**REQUIREMENTS**
Format every line of the entries below as a numbered list, omitting blank lines.

** BEGIN SOURCE DATA **

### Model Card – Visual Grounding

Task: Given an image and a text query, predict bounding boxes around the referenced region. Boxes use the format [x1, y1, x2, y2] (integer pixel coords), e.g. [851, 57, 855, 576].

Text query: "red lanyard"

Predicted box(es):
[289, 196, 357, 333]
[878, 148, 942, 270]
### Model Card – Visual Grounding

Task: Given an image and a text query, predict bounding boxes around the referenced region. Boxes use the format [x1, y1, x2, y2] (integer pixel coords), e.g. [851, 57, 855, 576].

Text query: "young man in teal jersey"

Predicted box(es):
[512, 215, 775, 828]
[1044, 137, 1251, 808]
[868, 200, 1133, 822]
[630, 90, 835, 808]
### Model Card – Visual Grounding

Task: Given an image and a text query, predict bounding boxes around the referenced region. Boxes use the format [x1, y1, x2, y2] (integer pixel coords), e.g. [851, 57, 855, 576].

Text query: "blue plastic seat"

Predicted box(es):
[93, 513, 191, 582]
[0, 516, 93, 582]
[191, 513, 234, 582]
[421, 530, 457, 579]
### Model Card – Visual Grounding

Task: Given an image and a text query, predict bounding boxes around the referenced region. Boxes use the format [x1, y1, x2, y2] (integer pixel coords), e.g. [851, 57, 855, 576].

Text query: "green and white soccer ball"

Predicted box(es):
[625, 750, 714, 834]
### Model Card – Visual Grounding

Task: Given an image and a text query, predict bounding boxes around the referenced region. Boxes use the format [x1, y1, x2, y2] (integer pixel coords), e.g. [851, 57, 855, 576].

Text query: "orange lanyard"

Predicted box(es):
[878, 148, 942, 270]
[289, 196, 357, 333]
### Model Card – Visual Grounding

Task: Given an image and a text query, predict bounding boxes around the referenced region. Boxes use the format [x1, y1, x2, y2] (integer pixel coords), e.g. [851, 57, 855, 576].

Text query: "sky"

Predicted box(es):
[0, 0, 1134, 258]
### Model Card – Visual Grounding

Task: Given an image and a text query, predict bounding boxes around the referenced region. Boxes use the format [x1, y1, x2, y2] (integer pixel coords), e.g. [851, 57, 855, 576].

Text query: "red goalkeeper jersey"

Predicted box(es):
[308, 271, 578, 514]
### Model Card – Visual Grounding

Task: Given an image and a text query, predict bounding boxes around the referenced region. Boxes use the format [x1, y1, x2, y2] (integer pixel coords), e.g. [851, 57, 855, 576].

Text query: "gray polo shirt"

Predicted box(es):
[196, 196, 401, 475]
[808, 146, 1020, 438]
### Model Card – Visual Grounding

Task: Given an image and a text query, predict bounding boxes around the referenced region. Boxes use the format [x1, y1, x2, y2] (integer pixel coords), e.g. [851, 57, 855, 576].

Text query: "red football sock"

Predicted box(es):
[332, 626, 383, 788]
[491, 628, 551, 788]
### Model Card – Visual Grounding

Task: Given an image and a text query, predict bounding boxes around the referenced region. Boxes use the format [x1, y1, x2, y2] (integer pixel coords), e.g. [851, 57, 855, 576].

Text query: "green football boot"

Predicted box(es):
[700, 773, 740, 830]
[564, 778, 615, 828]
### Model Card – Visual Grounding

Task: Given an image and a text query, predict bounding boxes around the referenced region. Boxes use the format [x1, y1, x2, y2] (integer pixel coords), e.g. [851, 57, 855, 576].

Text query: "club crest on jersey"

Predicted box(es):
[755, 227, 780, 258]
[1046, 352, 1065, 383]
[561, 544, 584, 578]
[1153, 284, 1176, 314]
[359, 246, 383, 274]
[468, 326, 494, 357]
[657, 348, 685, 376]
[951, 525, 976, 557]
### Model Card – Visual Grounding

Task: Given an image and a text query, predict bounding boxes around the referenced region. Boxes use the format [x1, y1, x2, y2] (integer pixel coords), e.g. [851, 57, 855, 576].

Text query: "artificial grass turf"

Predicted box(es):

** END SOURCE DATA **

**EXERCISE RESPONSE**
1. ### Model Card – Visual Grounding
2. Task: Given an image and a text query, predict bounding boxes around the referenced region. Boxes use the format [x1, y1, x2, y2] (integer pixel coords), e.g. [851, 57, 855, 576].
3. Text query: "red lanyard"
4. Predicted box(es):
5. [289, 196, 357, 333]
6. [878, 148, 942, 270]
7. ### Model Card – Visual Grounding
8. Task: Given an image and a text query, predict bounding boxes around the referenced region. Boxes use the format [x1, y1, x2, y2] (integer pixel coords), e.g. [851, 57, 855, 576].
9. Text query: "young man in teal jersey"
10. Predicted box(es):
11. [512, 215, 775, 828]
12. [1044, 137, 1251, 808]
13. [868, 200, 1133, 822]
14. [630, 90, 835, 808]
15. ### Model Card – Visual Grounding
16. Task: Given an image and a text query, predict bounding boxes around the referenced region. Boxes use the format [x1, y1, x2, y2] (integer pixel coords), e.g. [851, 57, 855, 576].
17. Text query: "blue plastic seat"
18. Predicted box(es):
19. [93, 513, 191, 582]
20. [0, 516, 93, 582]
21. [191, 513, 234, 582]
22. [421, 530, 457, 579]
23. ### Model Card – Visual Grounding
24. Task: Given an image and a text query, predict bounding boxes around the referenced region. Boxes use the format [x1, y1, x2, y2] (integer pixel coords), e.g. [851, 57, 855, 576].
25. Text query: "green and white soccer ball"
26. Predicted box(es):
27. [625, 750, 714, 834]
28. ### Model Card – Visual Grounding
29. Task: Given an image and a text query, predict bounding boxes around the referenced region. Boxes use the format [x1, y1, x2, y2] (integer pixel coords), e.g. [851, 57, 855, 576].
30. Text query: "orange lanyard"
31. Predicted box(es):
32. [878, 148, 942, 270]
33. [289, 196, 357, 333]
34. ### Model Card – Visual Grounding
35. Task: Given an image and a text query, predict bounding boxes around the referenced region. Boxes use the format [x1, y1, x2, y2] (integer pixel coords), e.g. [851, 57, 855, 576].
36. Text query: "sky"
37. Predicted box(es):
38. [0, 0, 1134, 258]
39. ### Model Card – Visual Grounding
40. Task: Given an image and a text query, predict bounding boxes around the referenced region. Boxes use the format [x1, y1, x2, y2] (integer pixel coords), e.g. [851, 57, 855, 576].
41. Text query: "red goalkeeper jersey"
42. Predicted box(es):
43. [308, 271, 578, 514]
44. ### Model Card – Visual Grounding
45. Task: Given an image and a text query, predict bounding boxes around the referenced region. Boxes use the format [x1, y1, x2, y2] (integer pixel coords), e.g. [851, 57, 855, 576].
46. Text query: "gray polo shirt"
47. Predicted box(es):
48. [196, 196, 401, 475]
49. [808, 146, 1020, 438]
50. ### Model Card – Visual Grounding
51. Task: Given an image and a text query, predict bounding boxes around the referenced region. Boxes use the format [x1, y1, x2, y2] (integer pixel coords), e.g. [851, 57, 855, 576].
52. Text query: "red football sock"
53. Predicted box(es):
54. [332, 626, 383, 788]
55. [491, 628, 551, 788]
56. ### Model Card – Visual Grounding
57. Task: Given an image and a text query, predict bounding boxes around the referenced region. Boxes use the format [x1, y1, x2, y2] (integer pixel coords), e.g. [851, 57, 855, 576].
58. Text query: "green football boot"
59. Predicted box(es):
60. [700, 773, 740, 830]
61. [564, 778, 615, 828]
62. ### Model Card – Visual Grounding
63. Task: Given an image and a text query, predict bounding boxes around the referenced region. Boxes use the format [x1, y1, x2, y2] (integer pixel coords), e.g. [851, 57, 855, 576].
64. Text query: "club crest on jersey"
65. Predicted box(es):
66. [755, 227, 780, 258]
67. [1046, 352, 1065, 383]
68. [561, 544, 584, 578]
69. [1153, 284, 1176, 314]
70. [359, 246, 383, 274]
71. [468, 326, 494, 357]
72. [657, 348, 685, 376]
73. [951, 525, 976, 557]
74. ### Model Card – Visual Grounding
75. Task: Given an image and a text query, predict bounding boxes around the referenced region. Boxes use the format [x1, y1, x2, y2] (integer pixel coords), e.g. [851, 57, 855, 576].
76. Text query: "artificial grass turf"
77. Predicted box(es):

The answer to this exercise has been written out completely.